Passage provided
Something’s Gotta Give

I’ve had a song stuck in my head all day.  We all experience this issue every once in a while where a song that we kind of know the words to runs through our mind non-stop.  You sing the words that you know and make up others along the way, humming the tune until you want to stick your hand into your ear and attempt to manually extract the song from your head.  Today, for me, that song is Something’s Gotta Give by Christian Kane.  However, I’m okay with the tune in my head.  In fact, I think it should take off its shoes, put up its feet and stick around for awhile.

Let me first start off with a confession/disclaimer.  Anyone who knows me is aware of the fact that when I find something I really like, I will obsess over it for a bit.  Now, I’m not a stalker, I don’t do anything illegal (I’m too neurotic for that), and I don’t bother anyone.  But when I find something that I enjoy, I will immerse myself in it.  My husband says that I have an addictive personality.  I respectfully disagree with his assessment.  I  like to categorize my obsessive spurts as me showing my appreciation for something that may, or may not, be worth appreciating.

For example, when I was a kid, we’re talking elementary school age, I loved the movie The Three Amigos.  I watched it over and over again, which was hard to do back in the era before DVRs and DVDs.  I watched the movie so many times in such a short period that my mother decided to hide the video tape from me so I couldn’t watch it anymore.  I can’t explain why I loved that movie so much, but I know that something about it made me happy, and I wanted to experience that feeling as many times as I could.

(Stored items)
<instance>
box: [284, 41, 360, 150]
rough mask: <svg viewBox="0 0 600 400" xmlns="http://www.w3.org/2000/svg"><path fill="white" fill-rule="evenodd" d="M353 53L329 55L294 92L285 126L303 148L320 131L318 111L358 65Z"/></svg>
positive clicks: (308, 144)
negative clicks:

Work order
Copy the essay from "For example, when" up to and including "as I could.", switching "movie" to "film" throughout.

Written response
For example, when I was a kid, we’re talking elementary school age, I loved the film The Three Amigos.  I watched it over and over again, which was hard to do back in the era before DVRs and DVDs.  I watched the film so many times in such a short period that my mother decided to hide the video tape from me so I couldn’t watch it anymore.  I can’t explain why I loved that film so much, but I know that something about it made me happy, and I wanted to experience that feeling as many times as I could.